## Opdracht 1:
Vertaal deze zin uit de regeling in het Engels: "Het Instellingsbesluit Commissie Regieorgaan Geesteswetenschappen wordt als volgt gewijzigd:"
## Opdracht 2:
Tel in de records de regels waarin de tekenreeks "combat" voorkomt, waarbij hoofdletters en kleine letters verschillend zijn. Geef alleen het aantal.

## Te lezen tekst:
==========

Regeling van de Minister van Onderwijs, Cultuur en Wetenschap van 28 november 2013, nr. DL/483032, houdende wijziging van het Instellingsbesluit Commissie Regieorgaan Geesteswetenschappen

De Minister van Onderwijs, Cultuur en Wetenschap,

Besluit:

ARTIKEL I WIJZIGING REGELING

Het Instellingsbesluit Commissie Regieorgaan Geesteswetenschappen wordt als volgt gewijzigd:

A

Artikel 2 wordt als volgt gewijzigd:

1. Het tweede lid, onderdeel b komt te luiden:

  • b. Ter uitvoering van het plan, genoemd in onderdeel a, de minister te adviseren over de besteding van een bedrag van respectievelijk:

    • ten hoogste € 10 miljoen in 2010;

    • structureel ten hoogste € 15 miljoen per jaar in de periode van 2011 tot en met 2015; en

    • € 1,4 miljoen in 2014, € 1,3 miljoen in 2015 en € 1,3 miljoen in 2016, specifiek ten behoeve van een plan van aanpak gericht op vermindering van het tekort aan leraren in de schoolvakken Nederlands, Engels, Frans, Duits en Klassieke Talen.

2. In het vijfde lid wordt na ‘2015’ toegevoegd: voor wat betreft de activiteiten gefinancierd met de middelen, bedoeld in artikel 2, lid 2, onder b, 1° en 2°, en niet later dan in 2016 voor wat betreft het plan van aanpak, gefinancierd met de middelen bedoeld in artikel 2, lid 2, onder b, 3°.

==========

## Aangeleverd materiaal:
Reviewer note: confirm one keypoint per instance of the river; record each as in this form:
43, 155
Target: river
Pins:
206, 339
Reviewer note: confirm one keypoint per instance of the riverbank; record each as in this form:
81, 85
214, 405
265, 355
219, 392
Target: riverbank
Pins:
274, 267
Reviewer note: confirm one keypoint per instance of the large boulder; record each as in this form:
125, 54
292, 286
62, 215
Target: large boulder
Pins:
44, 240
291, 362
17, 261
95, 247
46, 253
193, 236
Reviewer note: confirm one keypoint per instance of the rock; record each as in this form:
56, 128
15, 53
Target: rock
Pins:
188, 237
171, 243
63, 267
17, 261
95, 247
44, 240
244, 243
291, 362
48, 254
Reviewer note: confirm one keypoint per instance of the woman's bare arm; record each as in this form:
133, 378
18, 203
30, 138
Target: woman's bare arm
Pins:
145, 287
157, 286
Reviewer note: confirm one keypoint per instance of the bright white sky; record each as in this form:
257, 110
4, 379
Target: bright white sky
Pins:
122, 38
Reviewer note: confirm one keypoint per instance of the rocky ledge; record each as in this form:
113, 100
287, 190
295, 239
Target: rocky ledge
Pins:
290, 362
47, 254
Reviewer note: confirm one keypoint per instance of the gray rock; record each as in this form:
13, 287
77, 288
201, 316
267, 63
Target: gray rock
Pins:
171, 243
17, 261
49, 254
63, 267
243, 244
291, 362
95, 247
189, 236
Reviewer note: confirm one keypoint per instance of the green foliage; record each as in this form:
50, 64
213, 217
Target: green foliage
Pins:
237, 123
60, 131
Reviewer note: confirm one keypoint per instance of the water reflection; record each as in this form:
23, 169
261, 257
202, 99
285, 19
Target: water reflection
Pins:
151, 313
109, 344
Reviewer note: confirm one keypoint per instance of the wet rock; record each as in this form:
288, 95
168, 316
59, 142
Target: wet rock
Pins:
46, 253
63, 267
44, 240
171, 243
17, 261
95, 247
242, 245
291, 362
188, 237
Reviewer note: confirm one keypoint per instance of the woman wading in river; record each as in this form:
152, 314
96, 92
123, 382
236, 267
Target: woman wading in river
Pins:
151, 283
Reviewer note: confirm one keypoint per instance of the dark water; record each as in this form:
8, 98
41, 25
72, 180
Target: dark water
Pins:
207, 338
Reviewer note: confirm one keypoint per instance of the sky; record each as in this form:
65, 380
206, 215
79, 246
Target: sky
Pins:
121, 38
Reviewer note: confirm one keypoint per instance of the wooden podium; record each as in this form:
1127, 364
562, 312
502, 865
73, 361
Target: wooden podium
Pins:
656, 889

==========

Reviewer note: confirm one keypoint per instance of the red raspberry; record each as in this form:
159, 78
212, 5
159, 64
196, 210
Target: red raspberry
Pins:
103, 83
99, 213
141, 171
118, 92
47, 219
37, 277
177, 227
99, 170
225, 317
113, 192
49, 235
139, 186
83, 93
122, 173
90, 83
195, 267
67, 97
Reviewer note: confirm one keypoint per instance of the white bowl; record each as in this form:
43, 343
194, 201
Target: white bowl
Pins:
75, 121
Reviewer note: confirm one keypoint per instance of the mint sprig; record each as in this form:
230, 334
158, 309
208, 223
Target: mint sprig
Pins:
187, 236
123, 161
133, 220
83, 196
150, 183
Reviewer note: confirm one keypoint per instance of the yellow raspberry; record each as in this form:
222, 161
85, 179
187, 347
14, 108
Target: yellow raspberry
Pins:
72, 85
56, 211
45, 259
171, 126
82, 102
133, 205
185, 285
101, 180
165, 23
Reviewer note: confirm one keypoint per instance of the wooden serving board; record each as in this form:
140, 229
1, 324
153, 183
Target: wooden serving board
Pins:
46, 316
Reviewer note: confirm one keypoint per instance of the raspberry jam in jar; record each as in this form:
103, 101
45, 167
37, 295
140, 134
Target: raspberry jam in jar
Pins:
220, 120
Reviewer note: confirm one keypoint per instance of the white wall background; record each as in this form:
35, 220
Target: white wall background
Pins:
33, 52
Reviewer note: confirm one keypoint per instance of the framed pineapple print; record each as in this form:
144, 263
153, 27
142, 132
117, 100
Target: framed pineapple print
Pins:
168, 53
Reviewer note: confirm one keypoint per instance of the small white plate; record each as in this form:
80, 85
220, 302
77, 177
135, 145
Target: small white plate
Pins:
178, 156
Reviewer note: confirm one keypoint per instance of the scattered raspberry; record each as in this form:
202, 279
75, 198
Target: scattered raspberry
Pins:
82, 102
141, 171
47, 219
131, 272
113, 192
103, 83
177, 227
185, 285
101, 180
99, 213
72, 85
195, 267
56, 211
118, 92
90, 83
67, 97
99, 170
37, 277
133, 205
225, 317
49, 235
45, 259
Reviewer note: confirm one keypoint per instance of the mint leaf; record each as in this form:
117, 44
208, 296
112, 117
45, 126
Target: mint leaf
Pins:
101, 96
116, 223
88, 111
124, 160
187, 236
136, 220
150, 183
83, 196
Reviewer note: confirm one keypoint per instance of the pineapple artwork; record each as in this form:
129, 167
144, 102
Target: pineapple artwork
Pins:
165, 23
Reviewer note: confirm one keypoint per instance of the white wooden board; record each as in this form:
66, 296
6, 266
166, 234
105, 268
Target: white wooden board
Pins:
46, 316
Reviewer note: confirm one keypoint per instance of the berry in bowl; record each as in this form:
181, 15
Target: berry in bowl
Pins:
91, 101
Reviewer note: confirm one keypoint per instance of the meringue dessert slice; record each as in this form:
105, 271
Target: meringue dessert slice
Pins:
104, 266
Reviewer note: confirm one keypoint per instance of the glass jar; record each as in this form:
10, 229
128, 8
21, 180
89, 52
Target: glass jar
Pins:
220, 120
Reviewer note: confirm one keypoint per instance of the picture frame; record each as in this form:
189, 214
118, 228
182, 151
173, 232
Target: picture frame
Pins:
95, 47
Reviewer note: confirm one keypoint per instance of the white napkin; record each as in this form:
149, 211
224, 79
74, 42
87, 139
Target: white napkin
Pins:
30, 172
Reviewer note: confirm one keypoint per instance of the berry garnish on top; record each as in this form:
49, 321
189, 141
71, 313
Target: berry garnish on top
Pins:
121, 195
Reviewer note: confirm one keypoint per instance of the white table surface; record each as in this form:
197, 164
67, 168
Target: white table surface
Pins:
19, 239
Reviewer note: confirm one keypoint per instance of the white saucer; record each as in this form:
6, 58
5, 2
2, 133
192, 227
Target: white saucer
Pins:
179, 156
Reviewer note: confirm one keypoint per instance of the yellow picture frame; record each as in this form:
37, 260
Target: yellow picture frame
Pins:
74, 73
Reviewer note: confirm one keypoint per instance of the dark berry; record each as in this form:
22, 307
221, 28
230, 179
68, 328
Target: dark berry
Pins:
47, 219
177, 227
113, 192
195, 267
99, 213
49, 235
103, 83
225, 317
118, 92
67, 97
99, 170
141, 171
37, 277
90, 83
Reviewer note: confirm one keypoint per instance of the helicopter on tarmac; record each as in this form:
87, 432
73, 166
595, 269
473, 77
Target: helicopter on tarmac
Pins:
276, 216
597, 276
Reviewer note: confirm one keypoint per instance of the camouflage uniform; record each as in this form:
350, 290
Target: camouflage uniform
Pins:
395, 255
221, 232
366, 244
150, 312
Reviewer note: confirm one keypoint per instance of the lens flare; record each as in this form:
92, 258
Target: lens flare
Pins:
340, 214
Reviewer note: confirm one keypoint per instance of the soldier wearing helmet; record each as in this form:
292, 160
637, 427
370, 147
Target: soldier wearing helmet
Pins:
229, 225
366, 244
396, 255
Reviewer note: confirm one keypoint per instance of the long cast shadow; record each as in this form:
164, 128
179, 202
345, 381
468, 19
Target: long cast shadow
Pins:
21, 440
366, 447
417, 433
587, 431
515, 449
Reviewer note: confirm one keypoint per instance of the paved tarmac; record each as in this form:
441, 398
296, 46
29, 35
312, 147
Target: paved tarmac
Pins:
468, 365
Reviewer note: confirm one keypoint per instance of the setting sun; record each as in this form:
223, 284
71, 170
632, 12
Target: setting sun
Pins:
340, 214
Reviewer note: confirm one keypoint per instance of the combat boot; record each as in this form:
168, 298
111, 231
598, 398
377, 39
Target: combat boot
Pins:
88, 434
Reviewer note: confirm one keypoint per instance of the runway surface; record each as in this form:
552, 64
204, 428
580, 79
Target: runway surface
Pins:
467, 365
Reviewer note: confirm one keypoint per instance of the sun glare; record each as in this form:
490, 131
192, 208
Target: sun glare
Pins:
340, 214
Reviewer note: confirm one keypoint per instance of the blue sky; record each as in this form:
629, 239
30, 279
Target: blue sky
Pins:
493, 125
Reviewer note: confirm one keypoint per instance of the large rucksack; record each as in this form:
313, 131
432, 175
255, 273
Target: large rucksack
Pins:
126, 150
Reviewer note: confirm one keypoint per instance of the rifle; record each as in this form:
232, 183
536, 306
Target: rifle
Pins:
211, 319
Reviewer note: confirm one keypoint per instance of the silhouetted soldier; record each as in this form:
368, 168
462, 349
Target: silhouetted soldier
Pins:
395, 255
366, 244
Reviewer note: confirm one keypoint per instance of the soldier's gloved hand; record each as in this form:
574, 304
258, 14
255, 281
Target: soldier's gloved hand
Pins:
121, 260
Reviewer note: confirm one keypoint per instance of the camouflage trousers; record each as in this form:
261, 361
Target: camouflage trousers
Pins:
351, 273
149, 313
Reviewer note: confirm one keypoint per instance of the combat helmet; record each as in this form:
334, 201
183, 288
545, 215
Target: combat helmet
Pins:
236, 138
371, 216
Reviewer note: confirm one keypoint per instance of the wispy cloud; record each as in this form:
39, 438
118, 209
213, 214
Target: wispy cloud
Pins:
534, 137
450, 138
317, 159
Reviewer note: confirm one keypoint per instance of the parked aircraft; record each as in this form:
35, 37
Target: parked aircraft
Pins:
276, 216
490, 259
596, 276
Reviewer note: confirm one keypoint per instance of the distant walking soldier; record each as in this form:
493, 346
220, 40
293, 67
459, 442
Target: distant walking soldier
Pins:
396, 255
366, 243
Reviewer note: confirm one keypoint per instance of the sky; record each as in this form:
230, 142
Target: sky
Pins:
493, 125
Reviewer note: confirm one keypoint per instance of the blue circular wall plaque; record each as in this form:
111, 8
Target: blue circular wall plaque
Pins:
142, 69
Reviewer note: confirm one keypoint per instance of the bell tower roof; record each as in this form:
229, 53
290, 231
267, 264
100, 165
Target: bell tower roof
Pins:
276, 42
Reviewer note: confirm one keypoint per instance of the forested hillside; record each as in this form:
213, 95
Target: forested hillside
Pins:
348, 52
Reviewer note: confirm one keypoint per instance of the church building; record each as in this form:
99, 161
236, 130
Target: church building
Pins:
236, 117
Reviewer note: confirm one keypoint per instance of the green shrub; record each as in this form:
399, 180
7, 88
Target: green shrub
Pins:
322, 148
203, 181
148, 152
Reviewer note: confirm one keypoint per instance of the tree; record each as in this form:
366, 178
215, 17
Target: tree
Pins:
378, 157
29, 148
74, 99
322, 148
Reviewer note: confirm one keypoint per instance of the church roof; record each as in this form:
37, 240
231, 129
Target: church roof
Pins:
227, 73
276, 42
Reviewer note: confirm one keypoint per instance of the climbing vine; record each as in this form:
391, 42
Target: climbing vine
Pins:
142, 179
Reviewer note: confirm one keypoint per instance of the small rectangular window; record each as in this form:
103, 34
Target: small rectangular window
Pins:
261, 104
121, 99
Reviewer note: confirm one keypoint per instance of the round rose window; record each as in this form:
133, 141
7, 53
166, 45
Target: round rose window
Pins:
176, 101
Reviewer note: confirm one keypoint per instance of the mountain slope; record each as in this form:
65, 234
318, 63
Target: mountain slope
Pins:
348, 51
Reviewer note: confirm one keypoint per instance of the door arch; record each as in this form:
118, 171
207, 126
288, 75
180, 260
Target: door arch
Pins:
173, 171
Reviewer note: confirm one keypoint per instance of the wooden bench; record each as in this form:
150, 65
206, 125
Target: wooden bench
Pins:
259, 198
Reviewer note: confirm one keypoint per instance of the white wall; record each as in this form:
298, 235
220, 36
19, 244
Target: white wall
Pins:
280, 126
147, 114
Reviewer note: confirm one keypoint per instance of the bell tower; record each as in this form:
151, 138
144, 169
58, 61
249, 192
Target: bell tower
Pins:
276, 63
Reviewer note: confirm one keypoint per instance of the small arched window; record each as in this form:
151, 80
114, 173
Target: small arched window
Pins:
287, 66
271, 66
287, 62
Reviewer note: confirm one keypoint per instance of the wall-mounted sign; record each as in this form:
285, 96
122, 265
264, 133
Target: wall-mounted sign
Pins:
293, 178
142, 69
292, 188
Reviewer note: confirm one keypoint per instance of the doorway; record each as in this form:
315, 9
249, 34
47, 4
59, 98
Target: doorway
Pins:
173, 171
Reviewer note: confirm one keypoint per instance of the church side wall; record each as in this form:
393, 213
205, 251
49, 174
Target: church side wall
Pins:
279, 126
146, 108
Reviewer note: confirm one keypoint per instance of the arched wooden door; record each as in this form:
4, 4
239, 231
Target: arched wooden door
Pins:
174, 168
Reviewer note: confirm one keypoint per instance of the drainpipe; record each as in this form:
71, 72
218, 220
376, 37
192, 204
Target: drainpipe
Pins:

==========

## Juist antwoord 1:
The Decree Establishing the Committee for the Humanities Steering Body is amended as follows:

## Juist antwoord 2:
4